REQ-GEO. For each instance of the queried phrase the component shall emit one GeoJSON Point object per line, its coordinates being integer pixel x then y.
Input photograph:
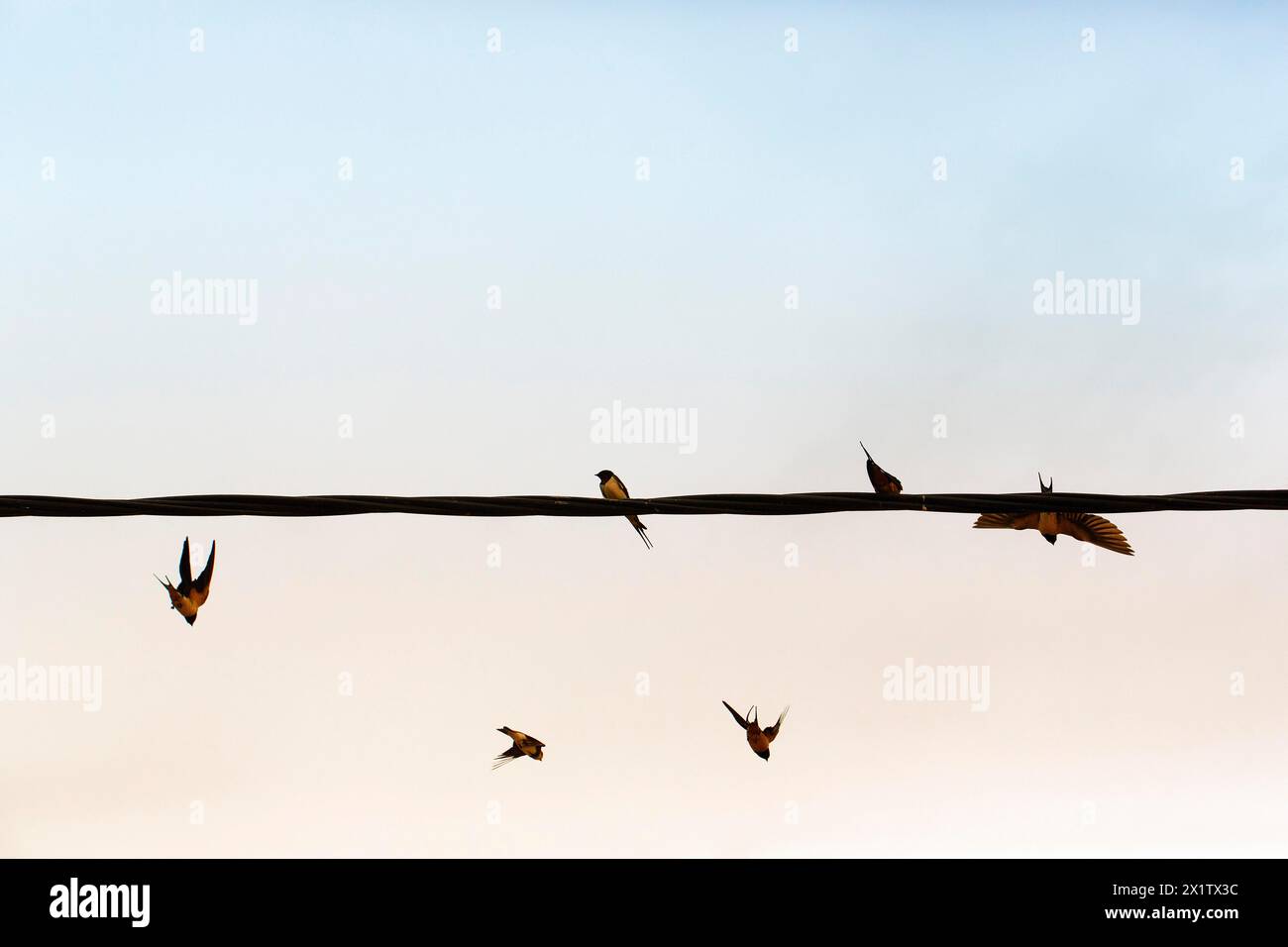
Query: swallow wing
{"type": "Point", "coordinates": [201, 587]}
{"type": "Point", "coordinates": [507, 757]}
{"type": "Point", "coordinates": [1095, 530]}
{"type": "Point", "coordinates": [771, 732]}
{"type": "Point", "coordinates": [184, 569]}
{"type": "Point", "coordinates": [735, 715]}
{"type": "Point", "coordinates": [1008, 521]}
--------------------------------------------------
In repeating the entries, exclude the pictures and alter nothing else.

REQ-GEO. For each instance of the queried phrase the component shall emit one GeoJSON Point object per line, its coordinates being integer pixel x then y.
Input photograph:
Query: swallow wing
{"type": "Point", "coordinates": [201, 587]}
{"type": "Point", "coordinates": [507, 757]}
{"type": "Point", "coordinates": [1095, 530]}
{"type": "Point", "coordinates": [771, 732]}
{"type": "Point", "coordinates": [184, 569]}
{"type": "Point", "coordinates": [735, 715]}
{"type": "Point", "coordinates": [1008, 521]}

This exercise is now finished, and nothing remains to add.